- PROBLEM: A single stretch of the material below is to be transcribed exactly, starting at the line with "positive clicks: (1477, 447)" and ending after the line with "box: [1457, 296, 1920, 657]".

- MATERIAL PROVIDED:
>>>

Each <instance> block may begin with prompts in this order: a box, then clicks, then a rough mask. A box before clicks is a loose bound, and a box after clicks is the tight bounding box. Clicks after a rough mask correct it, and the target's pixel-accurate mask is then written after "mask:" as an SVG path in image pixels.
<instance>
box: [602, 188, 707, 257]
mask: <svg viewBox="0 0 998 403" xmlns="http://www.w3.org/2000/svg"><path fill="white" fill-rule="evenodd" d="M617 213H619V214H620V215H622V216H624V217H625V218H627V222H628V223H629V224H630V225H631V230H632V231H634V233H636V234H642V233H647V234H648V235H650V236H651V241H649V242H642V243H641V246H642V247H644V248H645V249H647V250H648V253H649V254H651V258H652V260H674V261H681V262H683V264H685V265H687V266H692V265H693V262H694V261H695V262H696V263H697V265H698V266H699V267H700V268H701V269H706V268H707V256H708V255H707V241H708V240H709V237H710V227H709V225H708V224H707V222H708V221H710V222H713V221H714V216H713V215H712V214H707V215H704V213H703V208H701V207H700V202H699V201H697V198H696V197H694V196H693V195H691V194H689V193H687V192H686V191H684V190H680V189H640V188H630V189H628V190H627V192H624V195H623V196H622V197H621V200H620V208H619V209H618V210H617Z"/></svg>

<<<
>>>

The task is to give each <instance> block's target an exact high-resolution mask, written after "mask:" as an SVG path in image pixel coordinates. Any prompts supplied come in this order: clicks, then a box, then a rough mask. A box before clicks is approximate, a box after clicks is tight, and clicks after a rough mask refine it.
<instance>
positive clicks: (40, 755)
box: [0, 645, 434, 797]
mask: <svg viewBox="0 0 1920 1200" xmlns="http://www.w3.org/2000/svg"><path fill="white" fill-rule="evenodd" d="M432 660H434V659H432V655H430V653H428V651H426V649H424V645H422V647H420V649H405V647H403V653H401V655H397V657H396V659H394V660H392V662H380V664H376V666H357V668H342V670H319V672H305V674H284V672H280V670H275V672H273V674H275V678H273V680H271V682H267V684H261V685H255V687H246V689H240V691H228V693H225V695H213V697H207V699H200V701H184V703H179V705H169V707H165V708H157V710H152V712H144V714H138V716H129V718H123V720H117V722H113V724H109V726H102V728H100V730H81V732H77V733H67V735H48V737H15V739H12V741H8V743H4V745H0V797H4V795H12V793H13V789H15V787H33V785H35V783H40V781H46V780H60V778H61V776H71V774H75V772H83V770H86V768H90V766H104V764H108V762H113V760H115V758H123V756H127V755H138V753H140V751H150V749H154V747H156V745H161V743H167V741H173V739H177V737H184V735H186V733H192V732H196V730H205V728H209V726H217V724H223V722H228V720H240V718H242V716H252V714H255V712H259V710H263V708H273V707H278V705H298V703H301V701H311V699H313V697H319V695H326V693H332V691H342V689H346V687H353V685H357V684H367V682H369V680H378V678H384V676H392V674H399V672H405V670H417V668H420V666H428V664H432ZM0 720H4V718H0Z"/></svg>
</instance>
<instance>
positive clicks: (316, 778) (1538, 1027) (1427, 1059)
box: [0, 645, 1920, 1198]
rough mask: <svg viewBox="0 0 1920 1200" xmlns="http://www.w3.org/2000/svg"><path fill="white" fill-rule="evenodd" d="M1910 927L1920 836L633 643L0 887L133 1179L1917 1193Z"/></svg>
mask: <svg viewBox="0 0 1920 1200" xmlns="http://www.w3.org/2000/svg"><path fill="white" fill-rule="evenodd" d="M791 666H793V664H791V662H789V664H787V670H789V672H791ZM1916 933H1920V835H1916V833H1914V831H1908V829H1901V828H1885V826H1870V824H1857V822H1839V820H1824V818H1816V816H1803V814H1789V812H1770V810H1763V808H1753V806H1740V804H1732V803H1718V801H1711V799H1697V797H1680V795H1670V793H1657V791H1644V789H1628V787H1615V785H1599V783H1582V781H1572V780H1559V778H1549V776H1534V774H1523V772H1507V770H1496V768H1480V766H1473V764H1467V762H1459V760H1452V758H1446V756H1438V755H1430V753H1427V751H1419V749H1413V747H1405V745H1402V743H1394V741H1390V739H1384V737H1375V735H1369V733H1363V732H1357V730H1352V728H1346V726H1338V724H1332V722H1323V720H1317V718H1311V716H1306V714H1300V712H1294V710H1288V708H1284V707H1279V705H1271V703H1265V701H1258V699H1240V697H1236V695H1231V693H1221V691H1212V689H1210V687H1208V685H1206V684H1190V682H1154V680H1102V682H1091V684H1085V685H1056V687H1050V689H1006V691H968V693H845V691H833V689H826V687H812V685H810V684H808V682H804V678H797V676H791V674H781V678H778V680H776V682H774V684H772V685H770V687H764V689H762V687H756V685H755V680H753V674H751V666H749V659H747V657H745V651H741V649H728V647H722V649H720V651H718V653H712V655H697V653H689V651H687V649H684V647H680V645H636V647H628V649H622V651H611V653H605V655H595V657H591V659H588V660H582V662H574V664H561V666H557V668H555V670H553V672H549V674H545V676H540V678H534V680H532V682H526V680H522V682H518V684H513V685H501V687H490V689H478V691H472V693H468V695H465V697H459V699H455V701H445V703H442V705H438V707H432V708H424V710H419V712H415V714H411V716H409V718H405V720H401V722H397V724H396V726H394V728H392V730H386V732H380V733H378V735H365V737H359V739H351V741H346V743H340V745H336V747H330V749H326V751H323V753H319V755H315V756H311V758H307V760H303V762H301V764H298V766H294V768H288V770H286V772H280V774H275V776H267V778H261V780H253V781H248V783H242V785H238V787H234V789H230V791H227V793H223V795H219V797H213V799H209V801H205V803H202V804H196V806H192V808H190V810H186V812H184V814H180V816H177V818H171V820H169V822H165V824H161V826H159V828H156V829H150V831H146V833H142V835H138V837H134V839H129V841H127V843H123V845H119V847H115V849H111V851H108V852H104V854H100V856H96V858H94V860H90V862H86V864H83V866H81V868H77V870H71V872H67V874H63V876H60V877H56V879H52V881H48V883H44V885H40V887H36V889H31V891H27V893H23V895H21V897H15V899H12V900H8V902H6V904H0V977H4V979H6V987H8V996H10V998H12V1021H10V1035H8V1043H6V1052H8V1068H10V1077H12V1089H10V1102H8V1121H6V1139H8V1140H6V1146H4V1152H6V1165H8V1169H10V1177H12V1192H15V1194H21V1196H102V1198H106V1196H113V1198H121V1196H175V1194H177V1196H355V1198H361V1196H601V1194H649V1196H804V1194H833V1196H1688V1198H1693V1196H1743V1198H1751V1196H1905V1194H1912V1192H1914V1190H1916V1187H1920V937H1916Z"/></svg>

<<<
>>>

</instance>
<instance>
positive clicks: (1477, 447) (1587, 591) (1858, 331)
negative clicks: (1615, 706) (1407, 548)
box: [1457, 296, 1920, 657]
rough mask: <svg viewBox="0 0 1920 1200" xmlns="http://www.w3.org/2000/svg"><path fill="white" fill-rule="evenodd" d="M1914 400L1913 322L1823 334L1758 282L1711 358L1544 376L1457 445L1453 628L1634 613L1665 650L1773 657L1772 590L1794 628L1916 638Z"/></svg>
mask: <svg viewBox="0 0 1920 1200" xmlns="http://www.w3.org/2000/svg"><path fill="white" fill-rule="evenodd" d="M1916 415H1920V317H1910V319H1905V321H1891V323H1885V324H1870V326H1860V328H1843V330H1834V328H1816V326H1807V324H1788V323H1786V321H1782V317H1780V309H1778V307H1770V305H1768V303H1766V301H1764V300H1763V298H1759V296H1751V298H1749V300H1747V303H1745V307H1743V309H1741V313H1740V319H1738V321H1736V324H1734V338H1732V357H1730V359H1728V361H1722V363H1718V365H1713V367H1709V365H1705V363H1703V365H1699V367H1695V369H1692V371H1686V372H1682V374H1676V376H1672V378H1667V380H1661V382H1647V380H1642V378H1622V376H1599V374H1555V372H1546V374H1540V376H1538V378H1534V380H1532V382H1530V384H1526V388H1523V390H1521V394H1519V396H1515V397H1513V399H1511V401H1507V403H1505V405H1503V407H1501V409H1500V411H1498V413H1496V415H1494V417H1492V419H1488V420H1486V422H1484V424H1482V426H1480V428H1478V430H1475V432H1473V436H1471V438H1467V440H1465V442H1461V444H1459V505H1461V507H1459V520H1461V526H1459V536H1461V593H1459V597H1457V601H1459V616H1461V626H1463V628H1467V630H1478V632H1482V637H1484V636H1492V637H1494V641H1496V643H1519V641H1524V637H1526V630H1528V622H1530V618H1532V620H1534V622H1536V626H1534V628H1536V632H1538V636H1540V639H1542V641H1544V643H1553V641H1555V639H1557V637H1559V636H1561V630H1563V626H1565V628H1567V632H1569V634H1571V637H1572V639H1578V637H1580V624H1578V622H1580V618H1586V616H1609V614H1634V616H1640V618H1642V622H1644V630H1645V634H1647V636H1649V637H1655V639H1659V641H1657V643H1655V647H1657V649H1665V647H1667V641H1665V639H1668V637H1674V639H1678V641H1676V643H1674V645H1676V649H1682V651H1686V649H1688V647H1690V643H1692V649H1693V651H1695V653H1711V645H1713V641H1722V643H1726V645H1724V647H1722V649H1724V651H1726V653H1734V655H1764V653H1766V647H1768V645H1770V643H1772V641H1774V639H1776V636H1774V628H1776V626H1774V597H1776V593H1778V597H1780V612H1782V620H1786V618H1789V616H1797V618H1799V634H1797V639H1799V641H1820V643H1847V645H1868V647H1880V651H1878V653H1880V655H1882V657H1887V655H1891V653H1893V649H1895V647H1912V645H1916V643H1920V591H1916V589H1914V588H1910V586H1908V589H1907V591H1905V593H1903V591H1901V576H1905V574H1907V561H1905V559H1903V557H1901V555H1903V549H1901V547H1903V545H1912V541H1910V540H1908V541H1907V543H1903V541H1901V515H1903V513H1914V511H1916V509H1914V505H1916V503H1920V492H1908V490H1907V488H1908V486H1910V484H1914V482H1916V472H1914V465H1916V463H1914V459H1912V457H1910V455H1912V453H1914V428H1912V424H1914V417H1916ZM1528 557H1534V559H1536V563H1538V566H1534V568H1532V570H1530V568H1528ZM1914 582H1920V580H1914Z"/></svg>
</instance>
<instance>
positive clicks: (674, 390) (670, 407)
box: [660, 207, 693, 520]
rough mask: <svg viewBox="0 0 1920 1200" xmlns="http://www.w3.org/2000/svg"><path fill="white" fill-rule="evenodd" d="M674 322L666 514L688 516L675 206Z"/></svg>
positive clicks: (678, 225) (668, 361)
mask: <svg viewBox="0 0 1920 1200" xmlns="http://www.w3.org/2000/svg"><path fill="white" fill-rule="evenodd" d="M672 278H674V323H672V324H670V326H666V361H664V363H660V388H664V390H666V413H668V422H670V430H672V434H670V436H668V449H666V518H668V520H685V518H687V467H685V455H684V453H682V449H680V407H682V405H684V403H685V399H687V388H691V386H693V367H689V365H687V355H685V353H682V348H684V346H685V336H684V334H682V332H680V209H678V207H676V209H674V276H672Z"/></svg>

<<<

- OUTPUT:
positive clicks: (1477, 447) (1587, 591) (1858, 331)
negative clicks: (1615, 706) (1407, 548)
box: [1457, 296, 1920, 657]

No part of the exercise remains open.